(Position identification records)
—————
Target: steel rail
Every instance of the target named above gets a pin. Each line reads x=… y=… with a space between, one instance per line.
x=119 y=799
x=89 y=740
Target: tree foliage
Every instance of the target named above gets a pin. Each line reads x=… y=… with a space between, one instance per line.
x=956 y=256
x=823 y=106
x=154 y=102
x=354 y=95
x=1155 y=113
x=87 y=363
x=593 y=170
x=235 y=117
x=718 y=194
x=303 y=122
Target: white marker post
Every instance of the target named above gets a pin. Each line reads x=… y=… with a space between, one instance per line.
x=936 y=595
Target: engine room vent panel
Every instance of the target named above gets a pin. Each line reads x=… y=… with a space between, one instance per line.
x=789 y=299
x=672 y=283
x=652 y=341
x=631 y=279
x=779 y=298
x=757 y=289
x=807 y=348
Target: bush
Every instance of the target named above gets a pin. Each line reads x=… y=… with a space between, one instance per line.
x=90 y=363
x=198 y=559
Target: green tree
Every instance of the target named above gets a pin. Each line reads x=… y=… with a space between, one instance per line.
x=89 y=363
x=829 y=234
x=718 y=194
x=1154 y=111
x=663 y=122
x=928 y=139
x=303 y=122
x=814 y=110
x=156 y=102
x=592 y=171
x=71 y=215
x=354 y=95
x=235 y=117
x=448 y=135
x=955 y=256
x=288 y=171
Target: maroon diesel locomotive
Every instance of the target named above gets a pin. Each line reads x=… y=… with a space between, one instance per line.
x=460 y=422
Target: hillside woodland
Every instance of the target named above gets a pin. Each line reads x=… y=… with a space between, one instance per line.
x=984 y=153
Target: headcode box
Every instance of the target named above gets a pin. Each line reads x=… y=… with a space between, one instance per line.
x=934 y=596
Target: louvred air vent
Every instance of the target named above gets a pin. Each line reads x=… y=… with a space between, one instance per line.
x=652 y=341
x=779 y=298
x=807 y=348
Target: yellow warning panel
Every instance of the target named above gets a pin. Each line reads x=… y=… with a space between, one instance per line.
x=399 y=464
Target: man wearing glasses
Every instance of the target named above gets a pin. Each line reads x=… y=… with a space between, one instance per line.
—————
- EXERCISE GOAL -
Retype the lines starting with the one that contains "Target: man wearing glasses" and continuing through the last of the rows. Keep every character unchanged.

- TASK OUTPUT -
Target: man wearing glasses
Every instance of the target named above gets a pin. Each line reads x=… y=… with a space between, one instance per line.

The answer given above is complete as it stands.